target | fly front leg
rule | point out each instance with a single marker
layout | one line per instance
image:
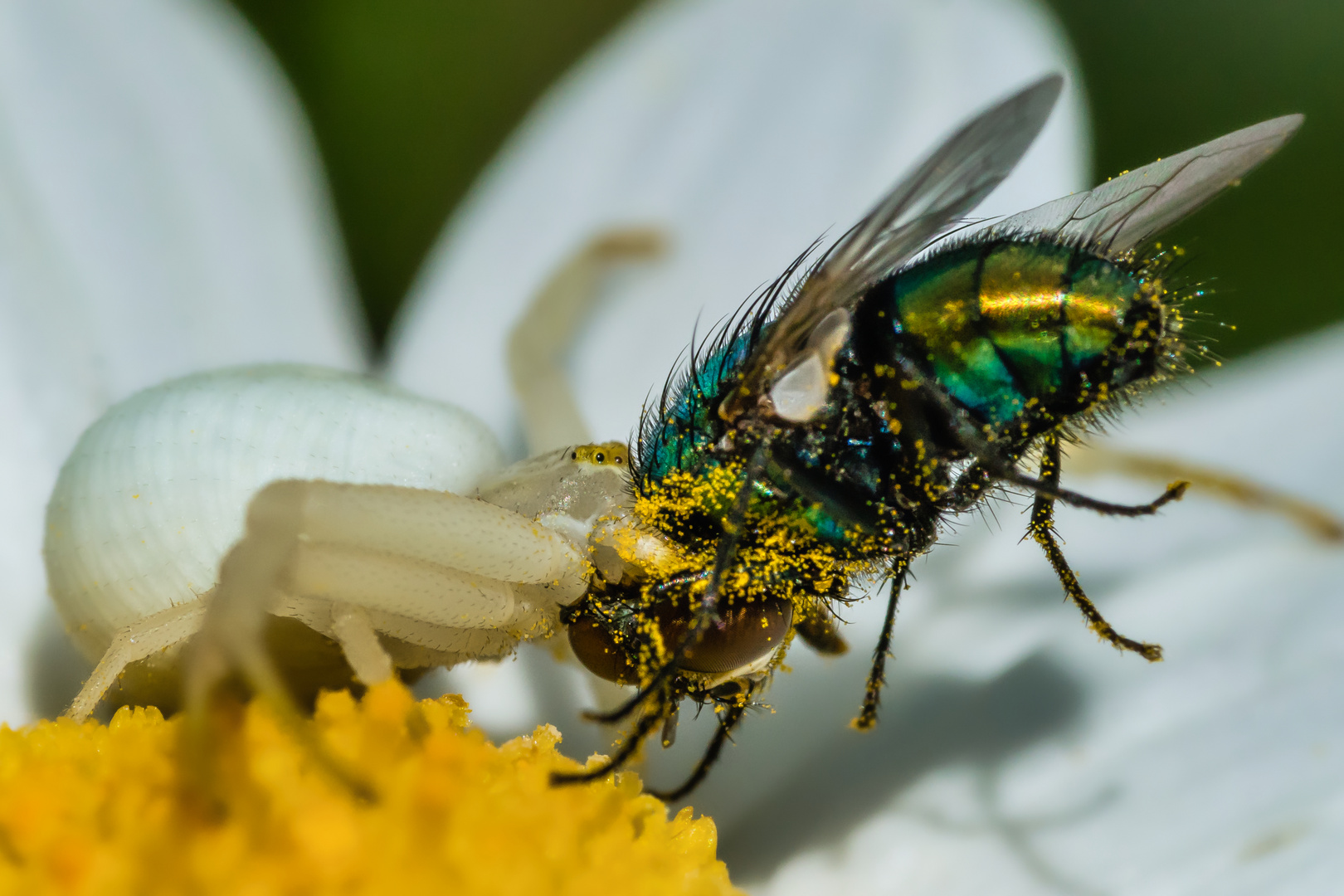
(1042, 531)
(543, 336)
(867, 716)
(728, 722)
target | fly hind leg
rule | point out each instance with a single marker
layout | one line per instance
(1042, 531)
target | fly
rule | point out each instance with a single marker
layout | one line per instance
(867, 397)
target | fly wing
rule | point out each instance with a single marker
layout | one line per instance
(947, 186)
(1131, 208)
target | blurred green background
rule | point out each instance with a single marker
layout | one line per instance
(410, 99)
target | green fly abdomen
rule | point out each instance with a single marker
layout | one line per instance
(1003, 323)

══════════

-- Short task --
Return all the entries above line for line, without any changes, and leave the pictures out.

-- Task solution --
target | fly front leg
rule | point out each instance with a single marker
layout | one line per instance
image:
(1042, 531)
(543, 336)
(867, 716)
(728, 722)
target | fly hind leg
rule | point out each instance with a single marker
layout | one line per instance
(1042, 531)
target | fly
rule | point out each instance with a single marker
layout | one line per instance
(867, 397)
target | fly wing
rule | point out each instance with a single marker
layout | one line per instance
(947, 186)
(1131, 208)
target | blurred green background
rule | point out each instance with a single marker
layout | one line per instance
(410, 99)
target | green fly abdomen
rule | point out each instance with a single marker
layout | one line per instance
(1003, 323)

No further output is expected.